-- Start EXERCISE MATERIALS --

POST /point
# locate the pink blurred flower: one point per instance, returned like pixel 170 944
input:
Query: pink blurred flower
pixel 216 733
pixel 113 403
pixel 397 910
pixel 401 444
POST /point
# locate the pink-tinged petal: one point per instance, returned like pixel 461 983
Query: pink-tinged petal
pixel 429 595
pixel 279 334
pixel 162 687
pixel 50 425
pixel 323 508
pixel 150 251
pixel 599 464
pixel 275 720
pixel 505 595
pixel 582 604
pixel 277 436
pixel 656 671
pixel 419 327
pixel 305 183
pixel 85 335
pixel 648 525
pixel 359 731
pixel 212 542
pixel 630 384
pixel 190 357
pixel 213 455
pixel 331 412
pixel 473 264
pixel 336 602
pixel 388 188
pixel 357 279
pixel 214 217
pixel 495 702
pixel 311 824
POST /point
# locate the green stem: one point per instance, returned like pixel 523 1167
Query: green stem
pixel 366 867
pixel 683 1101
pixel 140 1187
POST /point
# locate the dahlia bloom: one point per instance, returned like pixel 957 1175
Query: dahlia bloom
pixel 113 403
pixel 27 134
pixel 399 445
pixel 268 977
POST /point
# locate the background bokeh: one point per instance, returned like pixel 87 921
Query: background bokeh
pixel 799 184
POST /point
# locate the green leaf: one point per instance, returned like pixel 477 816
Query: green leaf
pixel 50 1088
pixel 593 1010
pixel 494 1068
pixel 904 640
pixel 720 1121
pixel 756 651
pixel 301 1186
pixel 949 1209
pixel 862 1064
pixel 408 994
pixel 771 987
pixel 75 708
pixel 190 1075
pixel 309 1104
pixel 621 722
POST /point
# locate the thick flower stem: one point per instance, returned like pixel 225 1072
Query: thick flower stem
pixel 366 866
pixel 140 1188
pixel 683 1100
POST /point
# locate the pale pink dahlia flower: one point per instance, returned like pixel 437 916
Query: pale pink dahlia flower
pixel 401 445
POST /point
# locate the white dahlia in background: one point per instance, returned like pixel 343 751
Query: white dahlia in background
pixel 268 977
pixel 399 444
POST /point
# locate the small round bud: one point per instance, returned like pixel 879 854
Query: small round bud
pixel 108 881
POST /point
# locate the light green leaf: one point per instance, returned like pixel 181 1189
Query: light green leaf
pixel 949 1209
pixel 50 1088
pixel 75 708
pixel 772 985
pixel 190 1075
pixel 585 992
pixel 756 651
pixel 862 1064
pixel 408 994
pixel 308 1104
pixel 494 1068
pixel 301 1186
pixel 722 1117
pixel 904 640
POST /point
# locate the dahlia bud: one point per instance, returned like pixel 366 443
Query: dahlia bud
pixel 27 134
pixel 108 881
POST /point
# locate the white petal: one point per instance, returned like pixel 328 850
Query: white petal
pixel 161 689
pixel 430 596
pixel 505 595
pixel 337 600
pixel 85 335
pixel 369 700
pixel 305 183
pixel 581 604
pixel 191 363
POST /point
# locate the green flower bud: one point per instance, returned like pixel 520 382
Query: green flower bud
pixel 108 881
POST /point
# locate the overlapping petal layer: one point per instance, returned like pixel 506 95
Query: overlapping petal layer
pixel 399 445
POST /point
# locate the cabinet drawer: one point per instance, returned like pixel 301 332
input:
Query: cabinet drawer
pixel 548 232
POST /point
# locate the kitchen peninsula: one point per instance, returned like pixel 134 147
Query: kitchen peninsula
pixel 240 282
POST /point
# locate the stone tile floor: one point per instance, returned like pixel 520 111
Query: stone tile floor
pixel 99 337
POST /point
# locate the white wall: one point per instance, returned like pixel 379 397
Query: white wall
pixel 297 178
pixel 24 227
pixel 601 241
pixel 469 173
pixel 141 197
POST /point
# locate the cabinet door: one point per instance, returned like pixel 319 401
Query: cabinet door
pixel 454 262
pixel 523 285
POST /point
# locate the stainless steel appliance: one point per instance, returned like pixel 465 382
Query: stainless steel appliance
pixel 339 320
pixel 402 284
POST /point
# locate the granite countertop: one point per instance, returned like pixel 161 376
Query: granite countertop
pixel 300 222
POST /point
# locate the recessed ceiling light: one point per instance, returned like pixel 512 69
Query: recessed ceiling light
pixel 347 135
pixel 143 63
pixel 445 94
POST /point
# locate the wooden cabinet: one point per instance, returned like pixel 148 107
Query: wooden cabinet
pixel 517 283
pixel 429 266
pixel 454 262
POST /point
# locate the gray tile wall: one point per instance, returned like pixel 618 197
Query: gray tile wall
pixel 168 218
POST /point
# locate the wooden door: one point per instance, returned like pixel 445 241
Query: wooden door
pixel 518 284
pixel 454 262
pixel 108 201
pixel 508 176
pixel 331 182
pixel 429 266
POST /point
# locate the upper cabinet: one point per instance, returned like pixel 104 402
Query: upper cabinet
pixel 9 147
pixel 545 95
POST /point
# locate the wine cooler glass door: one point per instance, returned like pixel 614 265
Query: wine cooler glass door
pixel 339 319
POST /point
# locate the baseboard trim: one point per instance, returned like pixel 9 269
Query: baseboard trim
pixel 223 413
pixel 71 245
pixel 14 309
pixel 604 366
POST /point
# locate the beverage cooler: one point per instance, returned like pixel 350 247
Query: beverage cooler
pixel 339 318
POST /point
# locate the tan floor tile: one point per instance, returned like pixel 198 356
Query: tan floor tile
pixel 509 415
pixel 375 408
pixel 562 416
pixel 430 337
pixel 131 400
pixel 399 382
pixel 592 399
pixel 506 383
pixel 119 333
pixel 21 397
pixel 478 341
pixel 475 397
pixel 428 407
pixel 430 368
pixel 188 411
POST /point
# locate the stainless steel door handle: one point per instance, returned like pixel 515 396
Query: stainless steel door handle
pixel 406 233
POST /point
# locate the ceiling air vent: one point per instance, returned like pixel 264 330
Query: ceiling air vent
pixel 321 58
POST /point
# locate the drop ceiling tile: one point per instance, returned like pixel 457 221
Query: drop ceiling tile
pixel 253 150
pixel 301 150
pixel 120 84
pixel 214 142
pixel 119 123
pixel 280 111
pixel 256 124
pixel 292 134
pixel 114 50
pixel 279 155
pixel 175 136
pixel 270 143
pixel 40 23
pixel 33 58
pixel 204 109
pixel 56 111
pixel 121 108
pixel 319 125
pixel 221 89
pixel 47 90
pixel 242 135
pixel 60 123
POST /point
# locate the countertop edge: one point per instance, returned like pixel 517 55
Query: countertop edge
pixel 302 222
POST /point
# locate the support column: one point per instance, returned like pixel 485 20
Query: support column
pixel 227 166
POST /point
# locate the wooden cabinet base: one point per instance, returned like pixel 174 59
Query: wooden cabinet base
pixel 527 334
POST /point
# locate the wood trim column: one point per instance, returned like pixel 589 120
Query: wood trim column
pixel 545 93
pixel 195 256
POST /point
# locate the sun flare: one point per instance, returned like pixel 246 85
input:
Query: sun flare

-- End EXERCISE MATERIALS --

Retype all of the material, keeping each line exact.

POST /point
# locate the pink blurred flower: one point per instance, returned like pixel 170 944
input:
Query: pink blurred flower
pixel 216 733
pixel 113 403
pixel 397 910
pixel 401 444
POST /point
# locate the pink-tinged petal: one point per instance, returned like pixel 461 983
Query: pink-tinged petal
pixel 429 595
pixel 279 334
pixel 162 687
pixel 50 425
pixel 323 508
pixel 150 251
pixel 599 464
pixel 275 720
pixel 505 595
pixel 582 604
pixel 277 436
pixel 656 671
pixel 419 327
pixel 305 183
pixel 85 335
pixel 648 525
pixel 359 731
pixel 212 542
pixel 630 384
pixel 190 357
pixel 213 455
pixel 331 412
pixel 473 264
pixel 336 602
pixel 388 188
pixel 357 279
pixel 214 217
pixel 495 702
pixel 311 824
POST /point
# locate the green stem: one point per instance, returned like pixel 523 1167
Query: green stem
pixel 366 867
pixel 683 1101
pixel 140 1187
POST /point
# locate the dahlia bloom: one point per instance, returned like pixel 957 1175
Query: dahlia bloom
pixel 113 403
pixel 27 134
pixel 399 445
pixel 268 977
POST /point
# locate the background bokeh: one point per instance, returned like pixel 87 921
Query: background bokeh
pixel 799 184
POST /point
# locate the green leaf: one point per instance, returned like pixel 477 816
Query: green leaf
pixel 50 1088
pixel 593 1010
pixel 494 1068
pixel 904 640
pixel 720 1121
pixel 756 651
pixel 301 1186
pixel 949 1209
pixel 862 1064
pixel 408 994
pixel 771 987
pixel 75 708
pixel 190 1075
pixel 309 1104
pixel 621 722
POST /point
# locate the thick flower stem: one point per instance, returned like pixel 225 1072
Query: thick flower stem
pixel 366 866
pixel 140 1188
pixel 683 1100
POST /point
# locate the pale pink dahlia flower: one point per instance, returned like pixel 437 916
Query: pale pink dahlia flower
pixel 401 445
POST /point
# locate the white dahlia in background: one point per instance, returned like pixel 343 751
Query: white dahlia in background
pixel 268 977
pixel 399 444
POST /point
# locate the small round bud: one point per instance, returned like pixel 879 854
Query: small round bud
pixel 108 881
POST /point
# locate the light green leaf: one point per instance, returned like pixel 181 1189
Query: light green leaf
pixel 949 1209
pixel 50 1088
pixel 75 708
pixel 772 985
pixel 190 1075
pixel 585 992
pixel 756 651
pixel 862 1064
pixel 408 994
pixel 308 1104
pixel 494 1068
pixel 301 1186
pixel 722 1117
pixel 904 640
POST /point
# locate the dahlia bud: one point per instance, returned like pixel 366 443
Query: dahlia bud
pixel 27 134
pixel 108 881
POST /point
# locate the white petal: one point per instance, returned like pixel 328 850
Query: white petal
pixel 161 689
pixel 430 596
pixel 505 595
pixel 337 600
pixel 85 335
pixel 369 700
pixel 305 183
pixel 581 604
pixel 191 363
POST /point
# locate the green flower bud: one point per instance, returned like pixel 520 382
Query: green flower bud
pixel 108 881
POST /point
# locate the overlapping petal layer: one point per instance, returned like pixel 506 95
Query: overlapping petal layer
pixel 399 445
POST /point
# locate the cabinet drawer: one point per instance, returned like pixel 301 332
input:
Query: cabinet drawer
pixel 548 232
POST /point
# locate the kitchen peninsula: one point per instance, returned like pixel 134 147
Query: kitchen peninsula
pixel 240 282
POST /point
# locate the stone tile floor: one point per instance, returned like pixel 520 111
Query: stone tile floor
pixel 99 337
POST /point
# locate the white wall: one point per instance, returned like pixel 379 397
Query: white wall
pixel 297 178
pixel 24 227
pixel 601 241
pixel 469 173
pixel 141 197
POST /point
# locate the cabinet door: one point per instance, returned like pixel 319 401
Query: cabinet door
pixel 454 262
pixel 523 285
POST /point
# locate the stainless steel appliance: one point per instance, returned like pixel 465 382
Query: stainless steel appliance
pixel 339 320
pixel 402 284
POST /point
# locate the granite countertop: one point per instance, returned like pixel 161 376
Query: granite countertop
pixel 300 222
POST /point
# locate the recessed ceiling light: one point per instance, returned like pixel 512 69
Query: recessed ceiling light
pixel 347 135
pixel 143 63
pixel 445 94
POST /point
# locate the wooden cabinet: one point per instance, returned like pixel 148 107
Query: wooden cabinet
pixel 517 283
pixel 429 266
pixel 454 262
POST /point
# locate the gray tile wall: one point per instance, returned like pixel 618 197
Query: gray tile wall
pixel 168 218
POST /point
# locate the wooden door: one point per instance, returned like pixel 445 241
Query: wooden door
pixel 518 284
pixel 454 262
pixel 108 201
pixel 508 176
pixel 331 182
pixel 429 266
POST /point
# locate the upper cabinet: one point per instance, returned like pixel 104 402
Query: upper cabinet
pixel 9 147
pixel 545 95
POST /point
# locate the wine cooler glass door: one point per instance, returned like pixel 614 265
Query: wine cooler glass door
pixel 339 319
POST /point
# locate the baseboard trim: one point per instance, returned like pixel 9 269
Query: baseboard trim
pixel 223 413
pixel 71 245
pixel 14 309
pixel 604 366
POST /point
# locate the beverage cooler: one point per instance, returned like pixel 350 247
Query: beverage cooler
pixel 339 318
POST /point
# locate the tan floor tile: one point per instance, returned like pixel 198 356
Query: tan floor tile
pixel 509 415
pixel 375 408
pixel 562 416
pixel 430 337
pixel 131 400
pixel 399 382
pixel 592 399
pixel 506 383
pixel 119 333
pixel 21 397
pixel 478 341
pixel 475 397
pixel 428 407
pixel 430 368
pixel 188 411
POST /point
# locate the stainless steel door handle: one point per instance, returned like pixel 515 396
Query: stainless steel door handle
pixel 406 233
POST /point
# locate the ceiling air vent: one point per instance, returned like pixel 264 330
Query: ceiling air vent
pixel 321 58
POST /point
# locate the drop ceiling tile: one point per instance, returned like pixel 457 221
Query: drop ceiling tile
pixel 253 150
pixel 301 150
pixel 120 84
pixel 214 142
pixel 119 123
pixel 280 111
pixel 256 124
pixel 292 134
pixel 114 50
pixel 279 155
pixel 175 136
pixel 270 143
pixel 40 23
pixel 33 58
pixel 204 109
pixel 56 111
pixel 121 108
pixel 319 125
pixel 221 89
pixel 47 90
pixel 242 135
pixel 60 123
POST /point
# locate the countertop edge: one point per instance, returned like pixel 517 55
Query: countertop edge
pixel 302 222
POST /point
# locate the support column: one point per instance, returned like pixel 485 20
Query: support column
pixel 227 166
POST /point
# locate the wooden cabinet base: one point per instance, returned like pixel 174 59
Query: wooden cabinet base
pixel 527 334
POST /point
# locate the wood trim column: one point per instance, returned like pixel 589 120
Query: wood trim column
pixel 545 93
pixel 195 256
POST /point
# locate the sun flare: one point per instance, returned like pixel 246 85
input:
Query: sun flare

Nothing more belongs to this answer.